TEXT BLOCK —
┌──

In the news this week we have a high-profile doctor backing vaping as a way to quit cigarettes, vaping laws (and punishments) in Dubai, a change in US laws could cripple the vaping industry, and some Canadian vaping laws up in the air. And we're off...

TV doctor backs vaping as a tool to quit smoking

Embarrassing Bodies' Doctor Christian Jessen has come out in support of vaping as a means to quit smoking. He has recently put his name to a public campaign urging other clinicians to support their patients in switching from smoking to vaping.

We're in danger of missing out on the huge public health prize of a smoke-free society if the medical profession doesn't start encouraging smokers to take up vaping. Vaping has so far helped 3.2m vapers either quit or reduce smoking, saving the NHS billions in treating those with smoking related health conditions.

There is a growing bank of evidence which shows it can reduce smoking relating harm and yet despite that, more than half of hospitals across the UK ban vaping on their grounds. It's time we were consistent and gave clear advice to smokers to help combat the misinformation they are all too often bombarded with, about vaping.

The UK Vaping Industry Association commissioned a study which found that smokers can save a lot of money by switching to vaping, and even though vaping is not harmless, it poses at most around 5% of the risks that smoking does.

There are, of course others, who feel that quitting nicotine completely is the best solution, and while they may not be wrong, it's not quite that easy in our modern world.

Vaping is a great way to stop smoking cigarettes and for that reason alone, its use should be encouraged. However, people still remain addicted to nicotine; a habit which costs a great deal of money to serve and, perhaps most importantly, leaves people feeling dependent on something outside their control.

Read the full article here:

Dubai Vaping Laws and Punishment

For a long time the United Arab Emirates (UAE) had a ban on the sale and import of vaping devices and liquids. Earlier this year, vaping was finally legalized and regulated. Manufacturers must meet new standards and products must carry health warnings similar to those on cigarettes.

└──

(Dataset records)
┌──

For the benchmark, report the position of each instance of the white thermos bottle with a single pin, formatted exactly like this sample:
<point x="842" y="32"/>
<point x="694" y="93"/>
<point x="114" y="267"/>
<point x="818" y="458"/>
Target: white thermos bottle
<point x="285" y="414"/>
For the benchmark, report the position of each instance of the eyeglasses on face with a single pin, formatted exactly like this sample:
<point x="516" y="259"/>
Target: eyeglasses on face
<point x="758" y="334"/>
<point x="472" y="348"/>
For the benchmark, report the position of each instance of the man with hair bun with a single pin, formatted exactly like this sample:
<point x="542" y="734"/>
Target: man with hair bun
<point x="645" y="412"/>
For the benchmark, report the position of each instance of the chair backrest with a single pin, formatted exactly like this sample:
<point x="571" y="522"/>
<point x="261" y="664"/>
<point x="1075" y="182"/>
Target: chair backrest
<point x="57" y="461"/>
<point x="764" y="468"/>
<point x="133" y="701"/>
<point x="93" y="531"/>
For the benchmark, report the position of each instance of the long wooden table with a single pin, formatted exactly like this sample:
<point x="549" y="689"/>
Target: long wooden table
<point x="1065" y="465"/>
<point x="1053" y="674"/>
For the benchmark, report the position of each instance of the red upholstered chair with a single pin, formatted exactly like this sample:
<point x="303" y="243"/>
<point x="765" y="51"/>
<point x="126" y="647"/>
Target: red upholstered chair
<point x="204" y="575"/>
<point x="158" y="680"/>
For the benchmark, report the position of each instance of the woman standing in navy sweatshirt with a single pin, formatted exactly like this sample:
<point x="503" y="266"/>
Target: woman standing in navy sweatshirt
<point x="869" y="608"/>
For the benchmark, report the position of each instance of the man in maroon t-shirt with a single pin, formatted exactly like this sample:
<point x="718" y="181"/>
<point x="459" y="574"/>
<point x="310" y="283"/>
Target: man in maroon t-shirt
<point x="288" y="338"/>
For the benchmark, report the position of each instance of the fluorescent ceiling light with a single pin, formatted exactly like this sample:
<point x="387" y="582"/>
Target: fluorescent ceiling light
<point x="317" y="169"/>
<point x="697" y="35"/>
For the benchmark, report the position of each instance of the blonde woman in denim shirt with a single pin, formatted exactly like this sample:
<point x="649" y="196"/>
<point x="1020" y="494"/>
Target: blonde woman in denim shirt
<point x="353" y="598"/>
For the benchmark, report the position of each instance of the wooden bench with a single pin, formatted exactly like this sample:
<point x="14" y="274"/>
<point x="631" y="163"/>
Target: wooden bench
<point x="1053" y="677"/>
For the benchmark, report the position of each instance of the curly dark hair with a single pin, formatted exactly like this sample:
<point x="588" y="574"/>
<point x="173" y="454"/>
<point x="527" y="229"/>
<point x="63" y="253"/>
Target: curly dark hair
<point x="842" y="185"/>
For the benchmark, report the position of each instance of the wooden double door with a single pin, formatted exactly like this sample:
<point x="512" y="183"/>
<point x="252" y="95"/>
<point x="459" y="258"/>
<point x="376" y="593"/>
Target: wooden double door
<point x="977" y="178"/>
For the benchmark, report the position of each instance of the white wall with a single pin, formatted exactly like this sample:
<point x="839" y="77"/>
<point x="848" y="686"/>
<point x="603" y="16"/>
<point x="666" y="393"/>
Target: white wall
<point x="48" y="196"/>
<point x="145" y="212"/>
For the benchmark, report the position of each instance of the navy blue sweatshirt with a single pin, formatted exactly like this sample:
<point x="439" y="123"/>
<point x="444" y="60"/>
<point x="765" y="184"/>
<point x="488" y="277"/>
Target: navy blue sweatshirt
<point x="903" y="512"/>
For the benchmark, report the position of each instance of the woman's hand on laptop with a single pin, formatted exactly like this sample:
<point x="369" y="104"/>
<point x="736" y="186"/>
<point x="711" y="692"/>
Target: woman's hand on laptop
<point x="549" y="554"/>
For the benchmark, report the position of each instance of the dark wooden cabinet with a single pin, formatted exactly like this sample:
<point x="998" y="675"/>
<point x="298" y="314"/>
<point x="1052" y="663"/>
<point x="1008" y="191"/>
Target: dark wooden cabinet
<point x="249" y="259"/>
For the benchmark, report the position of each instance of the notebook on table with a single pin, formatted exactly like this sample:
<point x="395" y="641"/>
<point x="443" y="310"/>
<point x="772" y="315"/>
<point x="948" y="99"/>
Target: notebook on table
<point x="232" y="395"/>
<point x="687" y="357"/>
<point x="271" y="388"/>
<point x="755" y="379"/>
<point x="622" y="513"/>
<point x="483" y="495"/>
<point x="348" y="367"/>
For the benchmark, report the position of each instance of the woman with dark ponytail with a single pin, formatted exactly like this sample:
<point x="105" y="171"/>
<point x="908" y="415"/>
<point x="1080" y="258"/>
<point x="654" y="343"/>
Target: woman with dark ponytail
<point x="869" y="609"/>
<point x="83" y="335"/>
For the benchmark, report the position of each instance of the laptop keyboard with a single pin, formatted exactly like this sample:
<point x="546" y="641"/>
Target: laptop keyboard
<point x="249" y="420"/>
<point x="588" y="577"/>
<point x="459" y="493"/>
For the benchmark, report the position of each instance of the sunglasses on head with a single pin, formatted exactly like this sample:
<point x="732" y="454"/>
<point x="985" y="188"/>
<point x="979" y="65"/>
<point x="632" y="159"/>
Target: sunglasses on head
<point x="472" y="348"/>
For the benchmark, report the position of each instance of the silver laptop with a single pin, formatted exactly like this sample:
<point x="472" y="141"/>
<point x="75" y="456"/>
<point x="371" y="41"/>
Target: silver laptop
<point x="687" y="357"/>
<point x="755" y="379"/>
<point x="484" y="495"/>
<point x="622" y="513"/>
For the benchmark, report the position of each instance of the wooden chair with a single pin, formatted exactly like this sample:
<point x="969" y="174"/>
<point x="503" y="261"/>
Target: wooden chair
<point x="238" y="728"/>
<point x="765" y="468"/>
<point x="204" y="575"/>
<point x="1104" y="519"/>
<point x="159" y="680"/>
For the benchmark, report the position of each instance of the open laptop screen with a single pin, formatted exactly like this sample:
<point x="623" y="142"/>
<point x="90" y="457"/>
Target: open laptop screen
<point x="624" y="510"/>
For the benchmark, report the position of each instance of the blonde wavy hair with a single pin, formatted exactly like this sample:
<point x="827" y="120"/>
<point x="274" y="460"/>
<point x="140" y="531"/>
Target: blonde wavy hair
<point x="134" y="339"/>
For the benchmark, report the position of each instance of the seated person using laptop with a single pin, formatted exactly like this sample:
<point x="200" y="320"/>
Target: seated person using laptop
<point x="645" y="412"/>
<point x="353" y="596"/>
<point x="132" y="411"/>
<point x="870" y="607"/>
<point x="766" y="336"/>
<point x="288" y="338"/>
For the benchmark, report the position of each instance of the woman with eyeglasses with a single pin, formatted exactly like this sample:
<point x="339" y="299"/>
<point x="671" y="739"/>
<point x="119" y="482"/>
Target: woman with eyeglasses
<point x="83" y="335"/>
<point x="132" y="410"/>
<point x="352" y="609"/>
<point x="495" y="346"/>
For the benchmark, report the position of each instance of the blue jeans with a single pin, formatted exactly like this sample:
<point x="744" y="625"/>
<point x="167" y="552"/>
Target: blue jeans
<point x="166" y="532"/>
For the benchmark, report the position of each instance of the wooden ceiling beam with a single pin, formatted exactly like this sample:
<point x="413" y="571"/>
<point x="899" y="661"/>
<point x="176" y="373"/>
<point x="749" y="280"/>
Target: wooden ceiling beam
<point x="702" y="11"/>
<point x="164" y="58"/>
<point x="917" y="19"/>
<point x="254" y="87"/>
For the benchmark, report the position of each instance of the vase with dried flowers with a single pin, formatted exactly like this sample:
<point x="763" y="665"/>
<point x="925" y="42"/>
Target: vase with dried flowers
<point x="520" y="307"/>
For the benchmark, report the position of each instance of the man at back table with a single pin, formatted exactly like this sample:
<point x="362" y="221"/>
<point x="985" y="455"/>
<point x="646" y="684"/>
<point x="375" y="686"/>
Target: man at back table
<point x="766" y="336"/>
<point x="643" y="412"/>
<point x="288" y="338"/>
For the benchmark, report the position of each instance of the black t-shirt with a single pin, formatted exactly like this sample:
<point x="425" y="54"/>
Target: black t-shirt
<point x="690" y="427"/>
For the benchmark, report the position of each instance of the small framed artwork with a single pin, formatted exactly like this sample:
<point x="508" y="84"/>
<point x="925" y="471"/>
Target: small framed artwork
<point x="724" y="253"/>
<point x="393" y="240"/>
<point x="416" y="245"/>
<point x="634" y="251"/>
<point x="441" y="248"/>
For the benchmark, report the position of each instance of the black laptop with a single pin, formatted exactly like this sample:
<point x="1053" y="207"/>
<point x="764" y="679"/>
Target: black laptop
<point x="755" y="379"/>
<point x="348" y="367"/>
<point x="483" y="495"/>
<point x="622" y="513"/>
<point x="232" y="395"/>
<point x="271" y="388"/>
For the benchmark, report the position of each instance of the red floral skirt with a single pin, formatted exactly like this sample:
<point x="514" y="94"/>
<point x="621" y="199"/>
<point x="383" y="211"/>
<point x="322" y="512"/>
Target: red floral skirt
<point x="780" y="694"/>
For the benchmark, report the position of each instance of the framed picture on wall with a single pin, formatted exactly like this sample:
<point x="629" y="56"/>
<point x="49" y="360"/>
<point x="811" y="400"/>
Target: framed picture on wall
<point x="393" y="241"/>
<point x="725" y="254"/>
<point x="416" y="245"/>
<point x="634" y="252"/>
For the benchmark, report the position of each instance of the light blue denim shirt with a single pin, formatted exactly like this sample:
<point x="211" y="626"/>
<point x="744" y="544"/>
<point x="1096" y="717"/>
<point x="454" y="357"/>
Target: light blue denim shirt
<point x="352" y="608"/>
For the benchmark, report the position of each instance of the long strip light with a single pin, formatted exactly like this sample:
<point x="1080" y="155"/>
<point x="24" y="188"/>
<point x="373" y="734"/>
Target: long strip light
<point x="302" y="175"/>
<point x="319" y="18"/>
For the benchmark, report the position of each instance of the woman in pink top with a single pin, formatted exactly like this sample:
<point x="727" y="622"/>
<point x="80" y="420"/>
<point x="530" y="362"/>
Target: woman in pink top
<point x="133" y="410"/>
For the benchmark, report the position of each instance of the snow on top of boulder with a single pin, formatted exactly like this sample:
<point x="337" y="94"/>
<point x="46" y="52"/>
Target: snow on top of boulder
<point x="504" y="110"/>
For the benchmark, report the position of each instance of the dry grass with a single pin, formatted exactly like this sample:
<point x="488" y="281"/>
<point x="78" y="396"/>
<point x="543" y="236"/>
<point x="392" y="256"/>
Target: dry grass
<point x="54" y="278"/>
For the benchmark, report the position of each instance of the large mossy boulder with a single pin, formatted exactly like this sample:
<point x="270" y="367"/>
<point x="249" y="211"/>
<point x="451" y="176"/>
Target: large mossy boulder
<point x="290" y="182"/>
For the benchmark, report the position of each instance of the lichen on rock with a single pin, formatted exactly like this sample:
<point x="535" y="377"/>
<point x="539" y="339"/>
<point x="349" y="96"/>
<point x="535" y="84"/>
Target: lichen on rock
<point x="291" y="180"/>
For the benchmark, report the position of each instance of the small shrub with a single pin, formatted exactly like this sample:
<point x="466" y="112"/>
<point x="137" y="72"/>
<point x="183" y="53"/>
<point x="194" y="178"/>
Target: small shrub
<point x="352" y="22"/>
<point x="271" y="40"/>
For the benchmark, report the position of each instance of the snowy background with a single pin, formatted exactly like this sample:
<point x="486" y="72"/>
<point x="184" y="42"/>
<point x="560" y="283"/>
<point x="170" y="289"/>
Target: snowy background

└──

PROBLEMS TO WORK ON —
1 – According to the vaping news roundup, how many vapers has vaping helped either quit or reduce smoking?
2 – Write the next part of the vaping news roundup, starting after its last sentence.
These records have nothing to do with the vaping news roundup.

TASK RESULTS —
1 – 3.2 million.

2 –
In Dubai, a popular travel destination, the municipality has announced that vaping will be subject to the same laws as tobacco cigarettes. Vaping outside a designated smoking area carries a fine of up to DH1,000 (around R4000 at the time of writing).

The municipality will monitor any violation related to vaping in public places. Specialists in the municipality will take the necessary measures to track down violators who smoke e-cigarettes in public places.

You have been warned :)

These are actually very sensible laws for the most part - especially considering that until recently vaping was completely illegal in the UAE.

Read the full article here:

A new US regulation could cripple the vape industry

A new guideline for e-liquid containers in the US could mean that millions of bottles of e-juice in vape shops and warehouses could be declared non-compliant and be subject to a recall or even be destroyed.

The "restricted flow requirement" states that an opened bottle, when inverted and squeezed continuously for five seconds by a five-year-old child, must dispense no more than two milliliters of e-liquid.

And here is the plot twist: the FDA Deeming Rule prohibits manufacturers from changing the packaging of a product (except labels) introduced before Aug 2016. Any change of the product (including bottles) would make that product non-compliant and require a premarket tobacco application (PMTA) before it can be legally sold. Getting a PMTA could cost over $1 million and there is no guarantee it will be accepted and approved.

It's almost as if the new rule was made for a very specific purpose, and the fact that many anti-vape officials are backing it seems to almost enforce that idea. Conspiracy or coincidence? You decide.

Read the full article here:

Canadian Vape Legislation Woes

Over in Quebec, Canada a judge has thrown out a new law's ban on demonstrations of vaping products inside shops and specialized clinics. The courts also invalidated a law prohibiting the advertising of vaping products to smokers trying to quit.

The ruling has been suspended for six months to allow the rewrite of these problematic sections.

A legal challenge was brought by an association representing Quebec vape shops and the Canadian Vaping Association. They argued the law adopted by the Quebec government in 2015 violated its fundamental rights.

An anti-tobacco group was not impressed and has urged the government to appeal the ruling. They say the judgement does not take into account the rise in vaping among the youth. Not sure if that counts as a valid reason to put a poorly written law into effect, but there you go :)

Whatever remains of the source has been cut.